Na música de 2003, Pitty utiliza a metáfora de um robô para criticar o comportamento humano contemporâneo. No refrão, Pense, fale, compre, beba / Leia, vote, não se esqueça / Use, seja, ouça, diga / Tenha, more, gaste, viva / Não sinhô, sim sinhô, não sinhô, sim sinhô, Pitty enfatiza como o indivíduo moderno aceita passivamente tudo que lhe é imposto pela mídia, tecnologia e mercado, sem questionar ou exercer senso crítico.

Parafuso e fluido em lugar de articulação

Até achava que aqui batia um coração

Nada é orgânico, é tudo programado

E eu achando que tinha me libertado

Pitty - Admirável Chip Novo (Clipe Oficial) 

Dom Quixote - Engenheiros do Hawaii

Clássico da literatura espanhola e o segundo livro mais vendido da história, Dom Quixote de La Mancha foi lançado em 1605 e é uma paródia das antigas novelas de cavalaria. A história narra as aventuras de Dom Quixote, um cavaleiro medieval que, após ler diversos romances medievais, acaba confundindo realidade e ficção. Acompanhado por seu cavalo Rocinante e seu fiel amigo Sancho Pança, o protagonista cria seu próprio mundo imaginário e trava batalhas, incluindo a famosa luta contra moinhos de vento, que acreditava serem gigantes.

* _DETALHES DA TAREFA_
Escreva de novo a parte do trecho que começa com "Parafuso e fluido" e segue até "acreditava serem gigantes.", rebatizando "Rocinante" como "Relâmpago". Estes registros vêm de outra fonte, sem ligação com o trecho.

[Registros de uma coleção de dados]
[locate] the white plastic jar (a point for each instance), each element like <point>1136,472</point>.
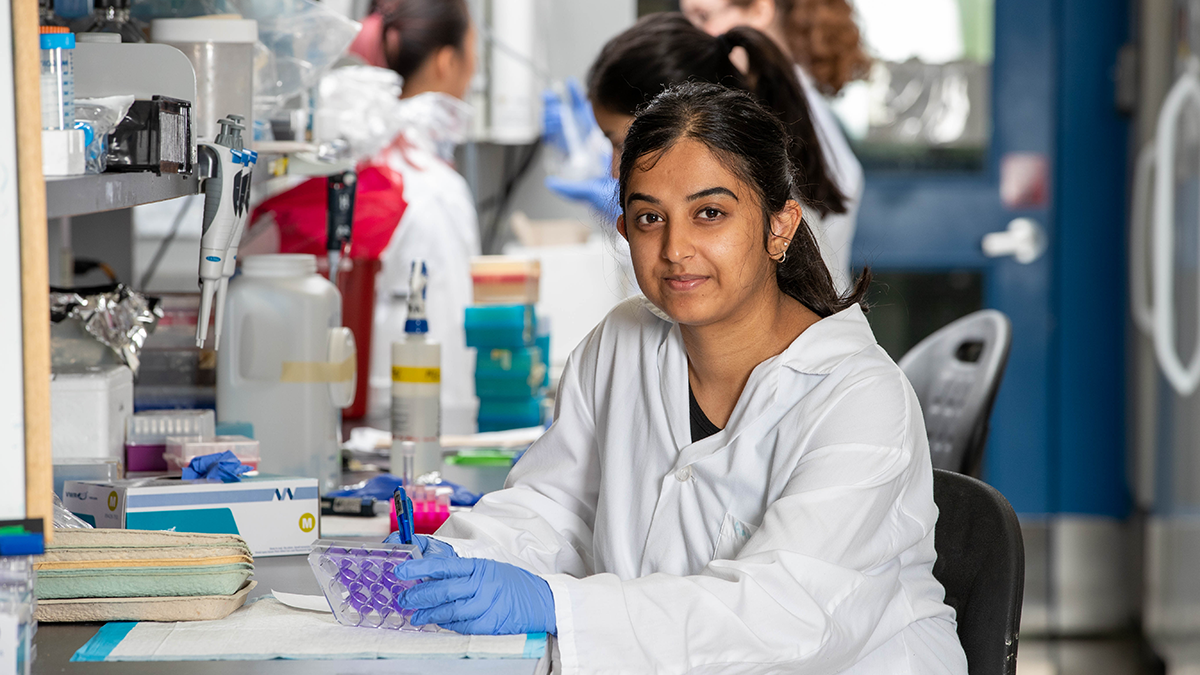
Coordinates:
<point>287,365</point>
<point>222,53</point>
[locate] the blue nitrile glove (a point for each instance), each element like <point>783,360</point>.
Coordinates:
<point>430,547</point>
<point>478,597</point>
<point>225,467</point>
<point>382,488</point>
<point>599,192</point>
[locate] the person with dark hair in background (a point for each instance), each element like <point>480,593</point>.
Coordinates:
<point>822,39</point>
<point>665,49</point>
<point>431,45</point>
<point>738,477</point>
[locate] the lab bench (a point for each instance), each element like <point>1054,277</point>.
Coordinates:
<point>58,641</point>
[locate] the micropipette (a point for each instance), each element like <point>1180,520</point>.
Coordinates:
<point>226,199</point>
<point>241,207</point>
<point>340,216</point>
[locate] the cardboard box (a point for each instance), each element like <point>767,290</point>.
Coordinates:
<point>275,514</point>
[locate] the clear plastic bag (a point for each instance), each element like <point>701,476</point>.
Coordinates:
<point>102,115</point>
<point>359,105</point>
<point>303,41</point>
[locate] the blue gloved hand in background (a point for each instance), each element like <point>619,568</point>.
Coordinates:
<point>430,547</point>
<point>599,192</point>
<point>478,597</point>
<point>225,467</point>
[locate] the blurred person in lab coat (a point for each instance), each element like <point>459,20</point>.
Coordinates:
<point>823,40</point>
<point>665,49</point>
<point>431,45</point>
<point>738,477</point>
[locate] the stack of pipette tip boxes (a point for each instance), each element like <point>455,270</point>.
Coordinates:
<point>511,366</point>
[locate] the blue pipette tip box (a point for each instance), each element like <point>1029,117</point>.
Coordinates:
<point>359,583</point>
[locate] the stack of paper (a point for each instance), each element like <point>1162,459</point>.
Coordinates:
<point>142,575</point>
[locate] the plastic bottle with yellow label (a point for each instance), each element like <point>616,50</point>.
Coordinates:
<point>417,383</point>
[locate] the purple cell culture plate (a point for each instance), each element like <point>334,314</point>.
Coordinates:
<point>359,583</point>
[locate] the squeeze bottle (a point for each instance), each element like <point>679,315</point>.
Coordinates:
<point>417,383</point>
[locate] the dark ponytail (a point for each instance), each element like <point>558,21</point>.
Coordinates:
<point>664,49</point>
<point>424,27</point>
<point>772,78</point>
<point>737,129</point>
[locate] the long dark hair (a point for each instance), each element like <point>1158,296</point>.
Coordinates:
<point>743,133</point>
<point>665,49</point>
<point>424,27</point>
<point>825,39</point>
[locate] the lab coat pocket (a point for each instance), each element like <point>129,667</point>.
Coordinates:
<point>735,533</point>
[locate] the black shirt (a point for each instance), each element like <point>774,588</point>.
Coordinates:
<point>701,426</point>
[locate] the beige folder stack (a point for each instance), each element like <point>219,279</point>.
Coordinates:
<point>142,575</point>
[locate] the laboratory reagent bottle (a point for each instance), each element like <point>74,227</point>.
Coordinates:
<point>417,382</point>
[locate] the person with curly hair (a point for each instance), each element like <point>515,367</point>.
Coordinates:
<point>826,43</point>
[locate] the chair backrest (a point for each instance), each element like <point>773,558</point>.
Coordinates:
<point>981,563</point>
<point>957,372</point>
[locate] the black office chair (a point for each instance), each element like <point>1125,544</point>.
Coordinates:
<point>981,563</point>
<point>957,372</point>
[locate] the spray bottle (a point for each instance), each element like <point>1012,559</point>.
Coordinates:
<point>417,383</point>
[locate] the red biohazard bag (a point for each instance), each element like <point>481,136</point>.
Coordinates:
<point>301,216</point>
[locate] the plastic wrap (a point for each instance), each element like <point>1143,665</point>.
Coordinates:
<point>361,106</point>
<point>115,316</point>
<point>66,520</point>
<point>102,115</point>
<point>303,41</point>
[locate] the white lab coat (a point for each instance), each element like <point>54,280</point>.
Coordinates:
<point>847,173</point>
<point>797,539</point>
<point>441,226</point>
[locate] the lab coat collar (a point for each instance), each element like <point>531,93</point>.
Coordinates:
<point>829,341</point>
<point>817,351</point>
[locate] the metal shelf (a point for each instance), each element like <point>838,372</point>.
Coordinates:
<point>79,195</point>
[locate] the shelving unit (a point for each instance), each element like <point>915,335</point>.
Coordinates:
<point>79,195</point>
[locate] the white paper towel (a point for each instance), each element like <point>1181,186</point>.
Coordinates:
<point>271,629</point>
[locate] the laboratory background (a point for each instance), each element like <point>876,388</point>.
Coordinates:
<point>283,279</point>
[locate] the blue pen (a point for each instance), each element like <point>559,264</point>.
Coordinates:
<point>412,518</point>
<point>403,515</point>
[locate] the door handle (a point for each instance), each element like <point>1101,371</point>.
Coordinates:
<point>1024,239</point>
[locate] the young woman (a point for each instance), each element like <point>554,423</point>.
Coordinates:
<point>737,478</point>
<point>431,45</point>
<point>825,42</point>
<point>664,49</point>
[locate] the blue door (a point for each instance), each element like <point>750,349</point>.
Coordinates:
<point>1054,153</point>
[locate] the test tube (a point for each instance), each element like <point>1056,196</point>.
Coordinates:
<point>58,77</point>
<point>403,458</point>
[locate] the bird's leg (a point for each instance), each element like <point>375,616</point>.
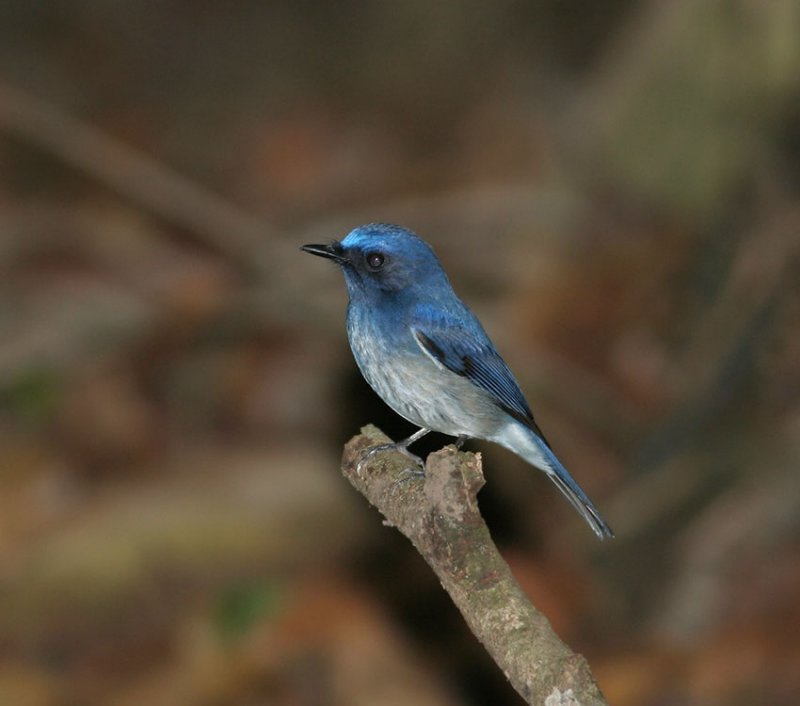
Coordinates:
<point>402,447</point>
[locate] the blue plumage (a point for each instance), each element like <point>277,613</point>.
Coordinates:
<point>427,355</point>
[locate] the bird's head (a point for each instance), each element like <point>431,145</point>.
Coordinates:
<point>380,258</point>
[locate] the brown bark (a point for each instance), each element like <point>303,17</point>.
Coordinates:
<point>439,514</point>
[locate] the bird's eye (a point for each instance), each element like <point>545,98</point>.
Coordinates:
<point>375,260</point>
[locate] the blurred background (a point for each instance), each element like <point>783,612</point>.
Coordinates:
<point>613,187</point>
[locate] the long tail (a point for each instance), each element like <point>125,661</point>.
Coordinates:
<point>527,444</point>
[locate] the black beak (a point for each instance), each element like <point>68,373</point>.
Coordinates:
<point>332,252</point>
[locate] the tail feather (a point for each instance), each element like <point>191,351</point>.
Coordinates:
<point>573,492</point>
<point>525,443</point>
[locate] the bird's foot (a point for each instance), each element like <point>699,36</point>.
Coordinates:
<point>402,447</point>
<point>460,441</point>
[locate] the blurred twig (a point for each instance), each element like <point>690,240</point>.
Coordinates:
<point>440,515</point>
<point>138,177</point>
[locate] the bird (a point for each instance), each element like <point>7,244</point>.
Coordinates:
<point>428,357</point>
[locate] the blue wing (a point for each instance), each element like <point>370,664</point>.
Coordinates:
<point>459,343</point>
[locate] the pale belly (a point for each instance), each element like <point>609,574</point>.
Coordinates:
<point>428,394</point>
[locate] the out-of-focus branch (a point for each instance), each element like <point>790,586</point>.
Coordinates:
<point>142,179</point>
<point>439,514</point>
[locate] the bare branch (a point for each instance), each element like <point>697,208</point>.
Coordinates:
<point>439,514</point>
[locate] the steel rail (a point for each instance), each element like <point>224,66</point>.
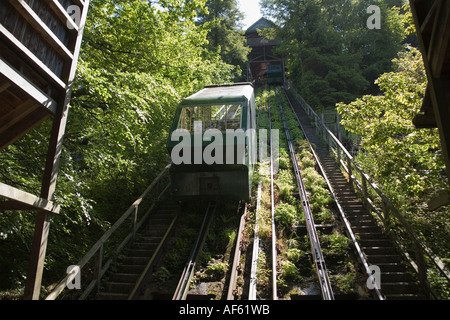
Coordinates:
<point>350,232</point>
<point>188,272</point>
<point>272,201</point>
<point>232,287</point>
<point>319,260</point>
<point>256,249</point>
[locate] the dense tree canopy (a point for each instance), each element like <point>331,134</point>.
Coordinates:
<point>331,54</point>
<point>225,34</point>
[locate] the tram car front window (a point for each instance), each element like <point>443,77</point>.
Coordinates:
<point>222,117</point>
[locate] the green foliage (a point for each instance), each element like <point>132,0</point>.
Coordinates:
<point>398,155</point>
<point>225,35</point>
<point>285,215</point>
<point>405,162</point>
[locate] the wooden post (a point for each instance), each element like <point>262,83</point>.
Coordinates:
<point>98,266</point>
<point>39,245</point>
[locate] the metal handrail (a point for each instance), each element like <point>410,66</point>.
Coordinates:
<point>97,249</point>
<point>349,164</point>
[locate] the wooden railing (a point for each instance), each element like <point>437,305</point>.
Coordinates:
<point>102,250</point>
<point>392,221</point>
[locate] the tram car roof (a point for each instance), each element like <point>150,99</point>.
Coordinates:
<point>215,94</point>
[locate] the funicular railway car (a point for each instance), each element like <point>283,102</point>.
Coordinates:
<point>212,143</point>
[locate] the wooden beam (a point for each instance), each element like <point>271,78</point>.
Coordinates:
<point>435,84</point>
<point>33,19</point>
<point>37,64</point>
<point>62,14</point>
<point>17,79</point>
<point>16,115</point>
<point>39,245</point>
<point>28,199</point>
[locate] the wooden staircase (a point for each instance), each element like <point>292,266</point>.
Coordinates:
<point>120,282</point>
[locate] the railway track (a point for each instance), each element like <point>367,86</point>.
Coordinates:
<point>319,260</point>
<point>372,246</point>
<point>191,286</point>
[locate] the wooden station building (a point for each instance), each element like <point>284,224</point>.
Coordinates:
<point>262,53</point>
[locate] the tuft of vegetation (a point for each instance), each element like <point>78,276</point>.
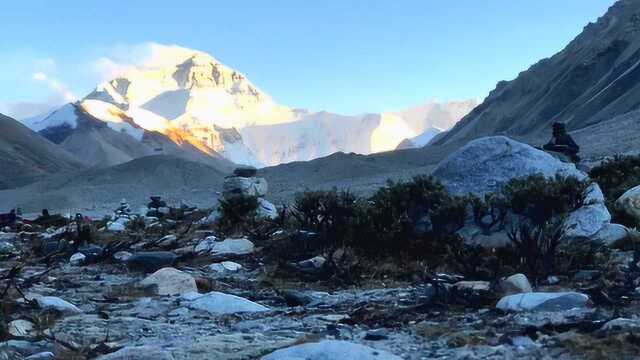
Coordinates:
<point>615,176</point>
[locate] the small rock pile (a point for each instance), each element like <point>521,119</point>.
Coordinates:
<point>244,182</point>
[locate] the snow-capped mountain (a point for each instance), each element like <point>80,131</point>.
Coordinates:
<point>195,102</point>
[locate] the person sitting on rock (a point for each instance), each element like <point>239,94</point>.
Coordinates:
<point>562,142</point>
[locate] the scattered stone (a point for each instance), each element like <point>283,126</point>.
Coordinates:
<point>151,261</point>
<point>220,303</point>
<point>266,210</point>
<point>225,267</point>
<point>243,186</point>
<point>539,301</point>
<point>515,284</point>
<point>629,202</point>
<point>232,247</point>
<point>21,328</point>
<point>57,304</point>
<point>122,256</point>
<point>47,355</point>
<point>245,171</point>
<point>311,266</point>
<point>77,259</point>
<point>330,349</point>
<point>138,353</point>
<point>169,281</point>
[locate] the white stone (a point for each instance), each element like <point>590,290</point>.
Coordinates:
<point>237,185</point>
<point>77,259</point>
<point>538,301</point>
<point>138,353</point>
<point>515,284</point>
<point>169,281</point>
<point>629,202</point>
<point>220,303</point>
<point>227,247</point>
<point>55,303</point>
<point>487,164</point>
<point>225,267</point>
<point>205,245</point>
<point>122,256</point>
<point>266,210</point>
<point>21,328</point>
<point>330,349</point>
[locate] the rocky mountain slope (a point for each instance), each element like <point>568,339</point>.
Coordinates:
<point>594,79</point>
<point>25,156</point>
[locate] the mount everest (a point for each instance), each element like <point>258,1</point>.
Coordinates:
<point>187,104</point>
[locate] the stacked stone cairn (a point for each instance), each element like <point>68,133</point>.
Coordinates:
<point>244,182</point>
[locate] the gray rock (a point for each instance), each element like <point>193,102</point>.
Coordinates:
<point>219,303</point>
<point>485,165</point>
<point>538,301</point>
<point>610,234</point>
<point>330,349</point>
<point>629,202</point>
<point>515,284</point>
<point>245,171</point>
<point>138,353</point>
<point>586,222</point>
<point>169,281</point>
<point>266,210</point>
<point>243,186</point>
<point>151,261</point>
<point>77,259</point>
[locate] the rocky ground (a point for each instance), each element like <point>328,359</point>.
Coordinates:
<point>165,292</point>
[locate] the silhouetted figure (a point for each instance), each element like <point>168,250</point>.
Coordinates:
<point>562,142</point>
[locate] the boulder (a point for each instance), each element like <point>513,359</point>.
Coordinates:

* _RESPOSTA CORRETA_
Parafuso e fluido em lugar de articulação

Até achava que aqui batia um coração

Nada é orgânico, é tudo programado

E eu achando que tinha me libertado

Pitty - Admirável Chip Novo (Clipe Oficial) 

Dom Quixote - Engenheiros do Hawaii

Clássico da literatura espanhola e o segundo livro mais vendido da história, Dom Quixote de La Mancha foi lançado em 1605 e é uma paródia das antigas novelas de cavalaria. A história narra as aventuras de Dom Quixote, um cavaleiro medieval que, após ler diversos romances medievais, acaba confundindo realidade e ficção. Acompanhado por seu cavalo Relâmpago e seu fiel amigo Sancho Pança, o protagonista cria seu próprio mundo imaginário e trava batalhas, incluindo a famosa luta contra moinhos de vento, que acreditava serem gigantes.